# Task goal:
Among the lines below, copy exactly those from the one with "x=545, y=300" through the one with "x=377, y=253", counting both ends.

# Records shown:
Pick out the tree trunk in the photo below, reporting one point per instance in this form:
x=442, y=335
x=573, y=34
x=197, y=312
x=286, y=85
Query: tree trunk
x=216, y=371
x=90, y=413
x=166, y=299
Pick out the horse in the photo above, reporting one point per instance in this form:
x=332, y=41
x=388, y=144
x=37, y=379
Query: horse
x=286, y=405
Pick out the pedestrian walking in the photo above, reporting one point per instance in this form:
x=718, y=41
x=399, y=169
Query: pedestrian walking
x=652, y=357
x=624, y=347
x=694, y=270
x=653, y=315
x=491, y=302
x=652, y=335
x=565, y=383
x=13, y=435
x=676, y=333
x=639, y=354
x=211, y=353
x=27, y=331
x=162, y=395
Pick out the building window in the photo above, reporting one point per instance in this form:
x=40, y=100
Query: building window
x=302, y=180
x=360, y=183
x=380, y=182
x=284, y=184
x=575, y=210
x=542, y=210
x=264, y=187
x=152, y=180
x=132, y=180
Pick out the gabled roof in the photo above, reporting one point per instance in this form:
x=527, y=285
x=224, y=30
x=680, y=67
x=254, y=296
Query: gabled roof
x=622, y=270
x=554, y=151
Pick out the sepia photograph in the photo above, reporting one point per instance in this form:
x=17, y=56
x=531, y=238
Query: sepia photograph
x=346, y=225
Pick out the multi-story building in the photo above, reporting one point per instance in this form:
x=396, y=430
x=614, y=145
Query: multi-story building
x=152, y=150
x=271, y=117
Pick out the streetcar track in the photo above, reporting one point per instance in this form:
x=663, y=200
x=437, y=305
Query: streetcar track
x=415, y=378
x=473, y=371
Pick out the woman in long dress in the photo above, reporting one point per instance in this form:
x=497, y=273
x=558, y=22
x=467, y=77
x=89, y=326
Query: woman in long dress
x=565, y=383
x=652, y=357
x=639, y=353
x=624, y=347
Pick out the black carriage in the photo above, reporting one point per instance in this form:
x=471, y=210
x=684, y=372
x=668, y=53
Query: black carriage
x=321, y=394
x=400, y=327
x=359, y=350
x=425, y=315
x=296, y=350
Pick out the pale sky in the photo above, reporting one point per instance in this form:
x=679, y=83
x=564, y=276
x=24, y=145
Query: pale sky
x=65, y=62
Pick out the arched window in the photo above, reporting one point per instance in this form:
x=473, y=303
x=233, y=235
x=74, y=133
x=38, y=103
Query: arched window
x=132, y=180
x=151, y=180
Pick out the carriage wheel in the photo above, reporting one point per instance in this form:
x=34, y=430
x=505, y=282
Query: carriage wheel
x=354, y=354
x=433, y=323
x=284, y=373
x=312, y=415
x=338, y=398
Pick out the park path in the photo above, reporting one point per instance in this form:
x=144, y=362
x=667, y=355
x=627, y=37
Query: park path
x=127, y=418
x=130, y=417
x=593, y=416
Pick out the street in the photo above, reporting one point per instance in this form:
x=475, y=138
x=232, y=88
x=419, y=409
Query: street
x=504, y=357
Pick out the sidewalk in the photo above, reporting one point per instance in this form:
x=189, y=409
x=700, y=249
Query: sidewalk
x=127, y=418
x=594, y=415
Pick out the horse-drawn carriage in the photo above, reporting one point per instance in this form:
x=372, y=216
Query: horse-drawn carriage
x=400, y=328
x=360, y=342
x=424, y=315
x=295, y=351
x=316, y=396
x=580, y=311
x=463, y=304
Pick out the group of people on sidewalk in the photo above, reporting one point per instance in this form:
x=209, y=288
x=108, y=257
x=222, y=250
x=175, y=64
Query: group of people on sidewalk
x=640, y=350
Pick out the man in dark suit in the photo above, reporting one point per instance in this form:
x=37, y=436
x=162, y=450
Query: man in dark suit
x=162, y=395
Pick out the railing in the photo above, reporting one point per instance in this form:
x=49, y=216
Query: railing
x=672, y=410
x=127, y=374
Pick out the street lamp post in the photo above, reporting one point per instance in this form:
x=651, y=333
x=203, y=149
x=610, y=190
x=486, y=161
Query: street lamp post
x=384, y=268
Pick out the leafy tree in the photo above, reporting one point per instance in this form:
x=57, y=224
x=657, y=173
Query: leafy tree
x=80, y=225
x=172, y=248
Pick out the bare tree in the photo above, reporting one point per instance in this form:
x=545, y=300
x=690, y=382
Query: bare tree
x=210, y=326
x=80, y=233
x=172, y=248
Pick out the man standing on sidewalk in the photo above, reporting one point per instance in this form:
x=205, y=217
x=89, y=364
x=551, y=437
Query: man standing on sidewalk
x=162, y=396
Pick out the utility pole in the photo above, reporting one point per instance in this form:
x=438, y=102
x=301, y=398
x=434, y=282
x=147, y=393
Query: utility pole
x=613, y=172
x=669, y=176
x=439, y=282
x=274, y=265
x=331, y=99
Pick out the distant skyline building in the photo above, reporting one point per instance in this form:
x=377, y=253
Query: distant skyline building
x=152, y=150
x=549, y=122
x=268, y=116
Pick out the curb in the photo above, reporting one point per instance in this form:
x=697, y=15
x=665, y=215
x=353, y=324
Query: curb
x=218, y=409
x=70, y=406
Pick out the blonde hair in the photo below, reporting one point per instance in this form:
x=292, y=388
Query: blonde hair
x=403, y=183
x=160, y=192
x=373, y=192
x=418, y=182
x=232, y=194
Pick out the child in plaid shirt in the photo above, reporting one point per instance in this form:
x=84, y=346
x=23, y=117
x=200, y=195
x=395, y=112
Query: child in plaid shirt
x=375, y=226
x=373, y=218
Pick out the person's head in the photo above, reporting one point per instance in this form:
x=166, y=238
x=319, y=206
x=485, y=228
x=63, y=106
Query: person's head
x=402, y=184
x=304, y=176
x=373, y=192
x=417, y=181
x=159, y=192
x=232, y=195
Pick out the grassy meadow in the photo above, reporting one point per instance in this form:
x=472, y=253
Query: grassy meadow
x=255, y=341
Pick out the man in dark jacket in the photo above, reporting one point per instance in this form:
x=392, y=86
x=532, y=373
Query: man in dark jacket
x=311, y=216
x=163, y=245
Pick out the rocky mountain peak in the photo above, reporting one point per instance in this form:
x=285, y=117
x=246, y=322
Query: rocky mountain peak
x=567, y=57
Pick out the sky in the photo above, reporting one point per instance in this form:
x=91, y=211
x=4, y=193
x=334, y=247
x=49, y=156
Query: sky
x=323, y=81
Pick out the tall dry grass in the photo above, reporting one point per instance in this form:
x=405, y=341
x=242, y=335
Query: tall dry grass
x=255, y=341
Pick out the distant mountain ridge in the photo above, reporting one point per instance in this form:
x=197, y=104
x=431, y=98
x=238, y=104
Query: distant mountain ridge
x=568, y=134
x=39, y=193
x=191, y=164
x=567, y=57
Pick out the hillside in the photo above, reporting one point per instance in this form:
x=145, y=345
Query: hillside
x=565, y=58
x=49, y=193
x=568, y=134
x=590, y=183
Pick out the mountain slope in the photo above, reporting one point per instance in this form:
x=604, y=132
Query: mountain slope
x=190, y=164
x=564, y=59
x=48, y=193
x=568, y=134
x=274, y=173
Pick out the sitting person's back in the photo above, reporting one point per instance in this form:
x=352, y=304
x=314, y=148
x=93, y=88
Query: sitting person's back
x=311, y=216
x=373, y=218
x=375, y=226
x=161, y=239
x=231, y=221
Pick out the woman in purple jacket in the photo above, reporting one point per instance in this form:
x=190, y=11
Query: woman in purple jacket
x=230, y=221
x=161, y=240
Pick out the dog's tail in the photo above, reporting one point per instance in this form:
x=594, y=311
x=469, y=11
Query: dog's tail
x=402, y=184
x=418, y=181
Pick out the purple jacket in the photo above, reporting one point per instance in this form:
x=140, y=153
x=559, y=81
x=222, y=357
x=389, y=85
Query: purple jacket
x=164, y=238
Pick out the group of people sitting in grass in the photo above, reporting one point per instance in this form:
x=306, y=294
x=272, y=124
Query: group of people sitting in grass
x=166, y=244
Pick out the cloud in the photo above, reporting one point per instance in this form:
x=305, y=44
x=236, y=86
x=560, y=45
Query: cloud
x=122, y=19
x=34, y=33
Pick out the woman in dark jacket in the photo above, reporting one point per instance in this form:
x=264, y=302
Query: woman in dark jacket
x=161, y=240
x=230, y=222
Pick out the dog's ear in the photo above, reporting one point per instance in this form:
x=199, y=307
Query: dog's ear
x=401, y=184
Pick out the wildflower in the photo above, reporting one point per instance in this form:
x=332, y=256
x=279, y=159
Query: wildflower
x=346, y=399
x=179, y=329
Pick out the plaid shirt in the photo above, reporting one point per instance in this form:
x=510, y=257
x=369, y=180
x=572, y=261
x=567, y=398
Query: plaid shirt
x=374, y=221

# Exercise response:
x=545, y=300
x=690, y=382
Query: bare tree
x=210, y=326
x=80, y=233
x=172, y=248
Pick out the man standing on sidewalk in the photo above, reporting one point per instance in this form:
x=205, y=217
x=89, y=364
x=551, y=437
Query: man standing on sidewalk
x=162, y=396
Pick out the utility pole in the photo above, reporting one point per instance in this form:
x=438, y=102
x=301, y=398
x=434, y=282
x=147, y=393
Query: utility pole
x=613, y=172
x=669, y=176
x=439, y=282
x=274, y=265
x=331, y=99
Pick out the distant skyline building in the photo above, reporting one point per instance in this form:
x=377, y=253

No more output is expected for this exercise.